*** Records for this exercise
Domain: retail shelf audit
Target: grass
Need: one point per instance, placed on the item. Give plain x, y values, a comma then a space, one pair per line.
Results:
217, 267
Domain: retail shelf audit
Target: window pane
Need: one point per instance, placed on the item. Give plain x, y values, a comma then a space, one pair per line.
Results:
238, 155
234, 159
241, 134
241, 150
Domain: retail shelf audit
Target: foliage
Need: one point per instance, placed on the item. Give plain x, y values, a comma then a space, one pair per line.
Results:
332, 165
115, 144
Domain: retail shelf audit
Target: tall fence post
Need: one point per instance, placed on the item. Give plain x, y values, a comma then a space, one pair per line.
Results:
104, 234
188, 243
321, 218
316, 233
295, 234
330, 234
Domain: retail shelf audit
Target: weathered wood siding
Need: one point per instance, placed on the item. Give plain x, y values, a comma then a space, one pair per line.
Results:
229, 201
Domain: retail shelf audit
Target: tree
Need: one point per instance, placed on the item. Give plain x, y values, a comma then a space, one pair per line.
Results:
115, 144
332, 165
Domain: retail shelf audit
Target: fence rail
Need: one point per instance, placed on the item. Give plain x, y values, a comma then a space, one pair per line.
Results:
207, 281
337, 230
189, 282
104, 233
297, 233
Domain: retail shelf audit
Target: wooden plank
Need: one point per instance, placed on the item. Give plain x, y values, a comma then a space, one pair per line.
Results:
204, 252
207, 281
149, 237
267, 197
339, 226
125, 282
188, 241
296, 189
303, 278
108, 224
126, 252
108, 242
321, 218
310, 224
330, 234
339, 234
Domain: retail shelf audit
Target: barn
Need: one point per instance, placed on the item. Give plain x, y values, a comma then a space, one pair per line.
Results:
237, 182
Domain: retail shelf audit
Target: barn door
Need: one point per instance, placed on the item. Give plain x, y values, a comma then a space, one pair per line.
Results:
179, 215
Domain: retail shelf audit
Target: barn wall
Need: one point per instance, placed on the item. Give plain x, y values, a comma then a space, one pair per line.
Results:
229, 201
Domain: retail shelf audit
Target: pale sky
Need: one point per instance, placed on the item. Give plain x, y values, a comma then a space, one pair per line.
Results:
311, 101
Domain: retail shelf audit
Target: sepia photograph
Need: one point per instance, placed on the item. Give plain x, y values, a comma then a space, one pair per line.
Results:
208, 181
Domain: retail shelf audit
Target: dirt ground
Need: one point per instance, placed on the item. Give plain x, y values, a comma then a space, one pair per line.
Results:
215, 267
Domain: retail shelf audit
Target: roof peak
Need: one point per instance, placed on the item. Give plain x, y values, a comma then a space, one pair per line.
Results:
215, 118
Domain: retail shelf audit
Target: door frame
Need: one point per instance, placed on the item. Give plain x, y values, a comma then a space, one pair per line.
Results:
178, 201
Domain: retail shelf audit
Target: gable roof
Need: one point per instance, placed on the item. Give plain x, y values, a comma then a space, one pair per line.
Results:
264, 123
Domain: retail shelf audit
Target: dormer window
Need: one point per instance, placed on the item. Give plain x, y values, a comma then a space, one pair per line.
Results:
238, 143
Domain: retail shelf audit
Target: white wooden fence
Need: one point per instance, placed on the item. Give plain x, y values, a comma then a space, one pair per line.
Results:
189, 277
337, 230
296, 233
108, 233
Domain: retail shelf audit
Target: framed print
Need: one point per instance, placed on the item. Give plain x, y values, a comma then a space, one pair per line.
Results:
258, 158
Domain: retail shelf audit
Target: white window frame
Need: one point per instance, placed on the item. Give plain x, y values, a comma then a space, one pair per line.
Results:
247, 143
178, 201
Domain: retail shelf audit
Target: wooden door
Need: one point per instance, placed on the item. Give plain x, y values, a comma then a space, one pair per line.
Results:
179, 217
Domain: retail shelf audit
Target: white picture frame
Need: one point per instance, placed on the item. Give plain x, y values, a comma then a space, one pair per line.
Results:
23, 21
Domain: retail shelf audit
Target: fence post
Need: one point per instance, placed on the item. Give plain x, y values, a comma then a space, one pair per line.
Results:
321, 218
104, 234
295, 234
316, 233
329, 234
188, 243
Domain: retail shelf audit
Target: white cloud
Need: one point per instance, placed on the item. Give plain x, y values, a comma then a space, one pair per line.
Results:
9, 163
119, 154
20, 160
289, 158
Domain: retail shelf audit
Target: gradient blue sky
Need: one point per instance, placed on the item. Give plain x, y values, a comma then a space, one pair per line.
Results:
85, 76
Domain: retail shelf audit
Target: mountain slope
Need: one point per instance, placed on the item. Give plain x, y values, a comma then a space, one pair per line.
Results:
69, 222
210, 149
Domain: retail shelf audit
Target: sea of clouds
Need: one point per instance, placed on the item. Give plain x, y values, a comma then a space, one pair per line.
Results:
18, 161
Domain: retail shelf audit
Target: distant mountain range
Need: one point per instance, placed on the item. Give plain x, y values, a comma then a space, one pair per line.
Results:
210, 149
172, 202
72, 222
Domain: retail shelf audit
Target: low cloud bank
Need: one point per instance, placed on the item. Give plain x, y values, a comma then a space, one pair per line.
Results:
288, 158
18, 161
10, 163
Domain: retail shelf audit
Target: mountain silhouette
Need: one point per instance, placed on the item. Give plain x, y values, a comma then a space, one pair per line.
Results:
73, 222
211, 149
******
What you should do
Return each line of the data above that contains the string "barn".

Correct output
Target: barn
Target: barn door
Target: barn wall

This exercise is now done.